▸ REQUIREMENT
Give the data again, word for word.

BEGIN

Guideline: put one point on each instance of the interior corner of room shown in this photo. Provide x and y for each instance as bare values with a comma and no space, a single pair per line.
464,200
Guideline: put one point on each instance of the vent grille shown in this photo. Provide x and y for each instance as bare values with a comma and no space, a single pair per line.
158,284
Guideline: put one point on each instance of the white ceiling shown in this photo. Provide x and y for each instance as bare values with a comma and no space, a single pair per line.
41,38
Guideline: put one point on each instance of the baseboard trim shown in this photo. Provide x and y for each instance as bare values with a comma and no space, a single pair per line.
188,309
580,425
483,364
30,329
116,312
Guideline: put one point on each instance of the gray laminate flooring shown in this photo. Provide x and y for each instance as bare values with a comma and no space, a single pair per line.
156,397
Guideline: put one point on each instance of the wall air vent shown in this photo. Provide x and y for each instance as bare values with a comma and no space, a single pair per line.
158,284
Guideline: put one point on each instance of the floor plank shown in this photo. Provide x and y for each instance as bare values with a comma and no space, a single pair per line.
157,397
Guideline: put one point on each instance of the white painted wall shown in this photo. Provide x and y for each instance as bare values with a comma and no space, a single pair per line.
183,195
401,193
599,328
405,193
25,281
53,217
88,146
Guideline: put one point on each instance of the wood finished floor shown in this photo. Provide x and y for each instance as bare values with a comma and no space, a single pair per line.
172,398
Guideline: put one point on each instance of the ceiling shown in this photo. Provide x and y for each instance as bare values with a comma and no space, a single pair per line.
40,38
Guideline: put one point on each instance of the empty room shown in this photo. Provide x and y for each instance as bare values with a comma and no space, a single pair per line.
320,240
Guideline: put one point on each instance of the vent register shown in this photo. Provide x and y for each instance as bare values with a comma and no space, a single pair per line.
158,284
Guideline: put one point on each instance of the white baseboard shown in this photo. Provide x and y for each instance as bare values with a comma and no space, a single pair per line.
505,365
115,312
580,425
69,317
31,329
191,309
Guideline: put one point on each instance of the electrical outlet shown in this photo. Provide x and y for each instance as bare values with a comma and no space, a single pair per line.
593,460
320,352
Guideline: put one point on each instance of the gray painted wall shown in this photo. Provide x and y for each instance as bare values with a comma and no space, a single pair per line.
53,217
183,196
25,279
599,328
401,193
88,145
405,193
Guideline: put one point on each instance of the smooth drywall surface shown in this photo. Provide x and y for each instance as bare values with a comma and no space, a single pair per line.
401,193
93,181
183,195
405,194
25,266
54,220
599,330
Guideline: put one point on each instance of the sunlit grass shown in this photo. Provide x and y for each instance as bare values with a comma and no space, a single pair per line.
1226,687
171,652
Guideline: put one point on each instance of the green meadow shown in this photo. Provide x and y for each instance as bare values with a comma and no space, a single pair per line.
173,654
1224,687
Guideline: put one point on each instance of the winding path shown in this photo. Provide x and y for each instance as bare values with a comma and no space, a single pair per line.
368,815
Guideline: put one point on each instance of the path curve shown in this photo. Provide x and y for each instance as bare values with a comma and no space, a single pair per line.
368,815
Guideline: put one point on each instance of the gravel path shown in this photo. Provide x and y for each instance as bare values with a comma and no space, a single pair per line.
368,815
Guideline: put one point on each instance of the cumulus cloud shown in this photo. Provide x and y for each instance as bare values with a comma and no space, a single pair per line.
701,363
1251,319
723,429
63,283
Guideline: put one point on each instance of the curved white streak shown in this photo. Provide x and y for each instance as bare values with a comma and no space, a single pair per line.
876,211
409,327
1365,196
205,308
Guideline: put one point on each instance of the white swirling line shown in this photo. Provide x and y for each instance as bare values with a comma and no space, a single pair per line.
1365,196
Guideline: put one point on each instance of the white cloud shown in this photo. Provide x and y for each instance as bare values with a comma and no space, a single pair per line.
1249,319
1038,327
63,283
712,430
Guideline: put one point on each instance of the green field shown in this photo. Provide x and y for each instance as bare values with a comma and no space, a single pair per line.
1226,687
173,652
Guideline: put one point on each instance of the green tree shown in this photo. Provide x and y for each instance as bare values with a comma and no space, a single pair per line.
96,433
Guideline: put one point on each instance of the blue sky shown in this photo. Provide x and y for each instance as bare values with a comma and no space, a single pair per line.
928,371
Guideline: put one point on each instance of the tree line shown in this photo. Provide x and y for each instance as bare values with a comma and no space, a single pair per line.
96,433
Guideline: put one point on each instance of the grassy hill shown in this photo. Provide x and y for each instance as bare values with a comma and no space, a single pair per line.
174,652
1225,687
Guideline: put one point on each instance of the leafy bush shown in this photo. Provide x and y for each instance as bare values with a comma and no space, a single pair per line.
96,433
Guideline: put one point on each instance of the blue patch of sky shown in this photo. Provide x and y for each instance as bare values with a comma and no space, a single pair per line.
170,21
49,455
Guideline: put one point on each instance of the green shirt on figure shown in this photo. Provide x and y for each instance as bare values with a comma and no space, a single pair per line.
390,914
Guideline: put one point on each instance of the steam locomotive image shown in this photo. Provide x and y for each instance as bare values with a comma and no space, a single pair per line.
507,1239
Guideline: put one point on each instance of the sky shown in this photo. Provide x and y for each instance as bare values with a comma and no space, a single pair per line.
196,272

END

▸ YOUR RESPONSE
Guideline: put one point on each instance of the interior corner of room shown in this photo. Provide x and y for each instance as bare values with a comma and no space, a single pair per line.
464,200
Guideline: put one point on each instance of the vent grille shown in this photo. Provide x and y for each instance as bare values with a comma and no space, a single pair per line.
158,284
Guideline: put one point on each instance of the white ceiling shown in this photo. Provide x and y for each instance as bare values with a comma and no space, a single pair per line.
41,38
Guideline: put one point on each instance of the baseboard trim shown in this photo. Provide x and y for each instance as bare values with a comma and no space, a single pair per line.
188,309
580,425
483,364
30,329
116,312
Guideline: put one point on each instance of the gray laminate flooring shown in this photo. Provide x and y for each instance as bare values with a comma and no space, a single pair per line.
156,397
Guideline: put one point on each instance of the wall air vent shown in this photo. Provide x and y for each instance as bare values with a comma and no space, a single pair per line.
158,284
Guideline: put one point on each instance of the floor plank shown in this photo. Provide x and y for each instance as bare values with a comma and no space, a single pair per line.
157,397
Guideline: put one point on each instance of the white painted wall shown in this photo. Provide x and y for each instance as bare values with a comma and no space, a single pair per line.
183,195
401,193
599,328
405,193
25,281
53,217
88,146
Guideline: put one point on each instance of the wood finished floor shown in this photo. Provide x and y for each instance as bare values with a comma and no space, a single pair per line.
172,398
Guideline: put one point on each instance of the ceiling shown in this photo. Provide x and y for each instance as bare values with a comma and no space, a single pair per line.
40,38
Guideline: put one point on each instance of the empty room shown in this photo. Provide x and y for each instance as bare values with a comma and no space, a single pair per line.
320,240
Guideline: put one point on each instance of the vent register shown in this photo. Provide x and y for each instance as bare values with a comma and no space, a single pair per line.
158,284
Guideline: put one point on each instance of the white baseboard shown in this photo. Provide x and y for each instance as bare values with a comma and no space, a single pair per line.
505,365
115,312
580,425
69,317
31,329
191,309
Guideline: put one point on each instance of the electrical outlet shown in this photo. Provide x and y for each instance as bare values with a comma and no space, a single pair per line.
593,460
320,352
Guideline: put one point on each instance of the gray painted wall shown in this photo. Provide x and y for each instance as bare values with a comma and no space, a single pair per line.
53,217
183,196
25,279
599,328
401,193
88,145
405,193
Guideline: put one point on each instance of the smooth drywall surface shown in this photo. Provide x and y for each instance as bare values with a comma and no space, a single pair per line.
401,193
93,181
183,195
405,194
25,266
54,220
599,330
Guideline: put one point on each instance of the sunlit grass shown in this photo. Provide x and y for each instance as bare values with a comma and no space, a single pair per line.
1226,687
171,652
Guideline: put one point on each instance of the green meadow shown in this photo. Provide x and y for each instance as bare values with a comma and no space, a single pair per line.
173,654
1224,687
Guideline: put one point on each instance of the winding path shown in this photo. Provide x and y for each instance as bare values with a comma and no space, a single pair per line.
368,815
Guideline: put one point on each instance of the path curve shown in this photo. Provide x and y for each instance as bare values with a comma and no space, a single pair per line.
368,815
Guideline: put one point on each instance of the gravel path shown in this photo. Provide x and y for each instance as bare values with a comma and no space, a single pair per line.
368,815
Guideline: put one point on each instance of the cumulus cloud shown in this photo. Provide x and y for each instance as bare values with a comma and no space, a single pair per line.
701,363
1251,319
723,429
63,283
Guideline: put one point on each instance of the curved white streak shown in this photo. Provide x and y for each instance as bare values with a comma and no space, a single pair per line.
876,211
409,327
1365,196
205,308
Guideline: put one point on each instance of the white swirling line shown in this photo. Provide x and y for each instance as bare values with a comma and no space, a single pair per line.
1365,196
Guideline: put one point on each instance of the white cloud shown in this photo. Provide x and y for each instance as bare values with a comma and no space, a single pair per line.
1249,319
1038,327
63,283
712,430
Guideline: put one point on each instance of the green field shown in this photo. Provide x and y for each instance as bare values with a comma and no space, a single pair per line.
1226,687
173,652
Guideline: put one point on each instance of the green tree shown in this photo. Provide x and y for each instance as bare values with a comma and no space, a single pair per line.
96,433
Guideline: put one point on each instance of the blue sky shown in this photo. Provide x and y for each instance as bare values with a comma and no space, a single pair per line.
928,371
Guideline: put one point on each instance of the tree line shown in this photo. Provide x and y for each instance as bare values with a comma and no space, a single pair per line.
96,433
Guideline: put one point on each instance of the grassy hill shown in this photo. Provide x and y for each instance as bare values with a comma and no space, a single pair per line.
174,652
1225,687
Guideline: put one point on each instance of the leafy bush shown in this photo. Provide x and y for each instance as bare values with a comma and no space, a single pair per line.
96,433
Guideline: put one point on each instance of the blue patch of sky shown in this photo. Provide x and y for each instance as bare values with a comma and no space, a single pair per line.
170,21
49,455
Guideline: put one point on each instance of the green shirt on figure shown in this photo. Provide x and y for each instance as bare values with a comma and no space, a single pair per line.
390,914
Guideline: put one point on each instance of the steam locomotive image shown in this photo. Provide x and y for each instance as bare values with a comma and no space, a single pair per line.
507,1239
Guideline: put one point on each instance of the sky shown in this photo. Provide x and y for each instance as bare values with a comma and no space, a single pair per line.
196,272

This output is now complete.